● WHAT YOU HAVE TO DO
In your copy of the data below, reproduce every entry exactly and omit the pictures.

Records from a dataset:

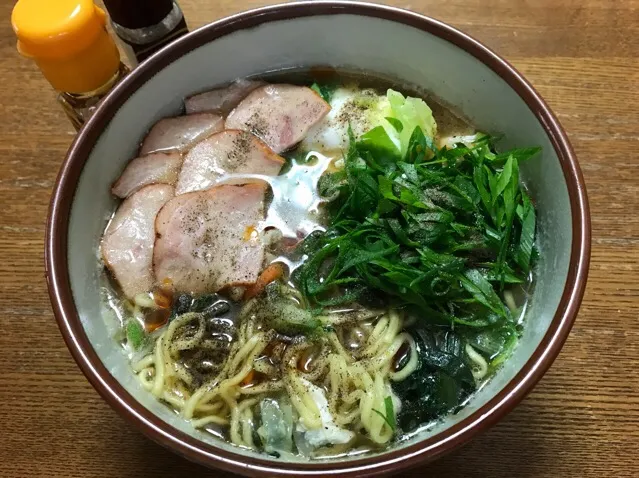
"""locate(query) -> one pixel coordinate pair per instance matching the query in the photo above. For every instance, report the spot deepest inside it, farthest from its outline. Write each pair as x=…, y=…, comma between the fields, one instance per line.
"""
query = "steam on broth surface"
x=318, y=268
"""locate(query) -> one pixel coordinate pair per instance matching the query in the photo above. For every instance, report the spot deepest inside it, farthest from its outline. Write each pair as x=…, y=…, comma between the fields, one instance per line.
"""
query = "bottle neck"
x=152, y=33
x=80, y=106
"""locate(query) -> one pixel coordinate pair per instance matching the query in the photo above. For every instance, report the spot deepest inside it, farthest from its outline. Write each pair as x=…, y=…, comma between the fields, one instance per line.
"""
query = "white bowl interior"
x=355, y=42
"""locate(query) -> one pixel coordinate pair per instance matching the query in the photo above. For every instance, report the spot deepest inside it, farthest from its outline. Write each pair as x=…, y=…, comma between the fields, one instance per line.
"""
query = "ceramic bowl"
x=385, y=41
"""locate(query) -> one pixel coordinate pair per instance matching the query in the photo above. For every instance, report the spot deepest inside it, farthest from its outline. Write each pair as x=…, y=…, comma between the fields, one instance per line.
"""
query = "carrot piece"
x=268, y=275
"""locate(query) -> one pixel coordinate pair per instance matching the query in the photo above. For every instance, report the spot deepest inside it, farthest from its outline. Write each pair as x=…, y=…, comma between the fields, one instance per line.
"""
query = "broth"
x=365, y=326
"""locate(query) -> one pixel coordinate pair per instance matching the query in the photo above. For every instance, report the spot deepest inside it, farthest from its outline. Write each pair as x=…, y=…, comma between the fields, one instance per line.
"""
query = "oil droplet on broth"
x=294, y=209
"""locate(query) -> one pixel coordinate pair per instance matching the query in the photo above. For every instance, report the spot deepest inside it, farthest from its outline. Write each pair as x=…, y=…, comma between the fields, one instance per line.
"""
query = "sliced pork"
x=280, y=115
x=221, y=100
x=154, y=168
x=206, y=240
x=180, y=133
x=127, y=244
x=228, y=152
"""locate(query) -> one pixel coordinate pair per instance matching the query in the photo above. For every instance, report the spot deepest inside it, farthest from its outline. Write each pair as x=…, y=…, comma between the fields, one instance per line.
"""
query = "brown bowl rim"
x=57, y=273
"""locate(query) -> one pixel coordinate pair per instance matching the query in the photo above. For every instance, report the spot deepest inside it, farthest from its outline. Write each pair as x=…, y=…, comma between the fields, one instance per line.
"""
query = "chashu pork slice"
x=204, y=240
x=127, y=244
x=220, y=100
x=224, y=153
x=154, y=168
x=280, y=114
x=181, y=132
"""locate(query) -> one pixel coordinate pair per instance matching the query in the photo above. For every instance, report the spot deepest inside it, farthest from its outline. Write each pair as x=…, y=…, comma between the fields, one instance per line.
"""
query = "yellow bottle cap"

● ANSWER SPACE
"""locate(query) -> one pixel coordinate pair per instance matching the query in the photo above. For every instance, report the spot deepest inside it, farthest from its outline. Write each pair as x=…, y=…, comma between the fields, one instance per line.
"""
query = "steam on broth surface"
x=318, y=268
"""locate(query) -> one pixel coordinate pair per instance matching the query in the photo above. For every instance, report the spot deepest inside it, farthest from its outline. Write each pair as x=…, y=…, comma between the fields, one instance per line.
"""
query = "bottle neck"
x=152, y=33
x=80, y=106
"""locate(query) -> one pixel coordinate pair per instance matching the query in the photo above. For every instance, report the spot deepest inside it, farthest from its outline. Write each pair as x=…, y=…, comma between the fields, one instance per line.
"""
query = "white bowl interior"
x=355, y=42
"""locate(query) -> one pixel coordinate pair per instance matching the query in the photo above. For every instance, report the spot deepest inside it, farthest from its outline. Write each pair as x=…, y=…, comma between the fields, one instance per line.
"""
query = "ceramic bowl"
x=385, y=41
"""locate(query) -> one pixel coordinate pair per instance matching the query in the photo above. For every instance, report the spot deepest inside it, farthest from its outline. Write each pair as x=…, y=…, comma between the fields, one instance per line.
"""
query = "carrot piece"
x=268, y=275
"""locate(query) -> one pixel coordinate pair per instance matching the query in the photo above. For every instance, report the spot deepest inside it, farthest from its outline. Write each pair as x=…, y=…, comma between the fields, one instance per line.
"""
query = "broth"
x=365, y=326
"""locate(query) -> one pixel coordinate pair per instance matching the query in the photo above. For every instance, report the spot deepest inside it, farthest from its outline. Write each pair as x=…, y=…, comma between the fields, one instance per line.
"""
query = "oil droplet on broth"
x=294, y=209
"""locate(query) -> one pixel coordinate pair per instance matching the query in the photo above. For every instance, report the spot deepest inside it, farthest from its outline. Write each pair as x=…, y=…, comma between the fields, one instance per line.
"""
query = "sliced pork"
x=280, y=115
x=221, y=100
x=154, y=168
x=206, y=240
x=180, y=133
x=127, y=244
x=228, y=152
"""locate(query) -> one pixel coordinate pair per instance matching the query in the photo above. For every instance, report the spot deepest inside it, farthest from its outline. Write each pair as x=…, y=…, comma between the fields, one instance per line.
"""
query = "brown bowl rim"
x=57, y=273
"""locate(query) -> one pixel coordinate pair per instance matching the query in the photo above. For every instance, report the spot deepest inside it, farthest from its outline. Write each pair as x=…, y=…, comma between the fields, one instance per line.
"""
query = "chashu pork slice"
x=204, y=240
x=127, y=244
x=220, y=100
x=224, y=153
x=154, y=168
x=280, y=114
x=181, y=132
"""locate(query) -> one pixel coordinate pair per instance matching the query in the photo above. For every instance, report the spot deepest inside it, farthest from its outline. Write each pair as x=…, y=…, comma between the fields, one instance per line.
"""
query = "yellow bottle cap"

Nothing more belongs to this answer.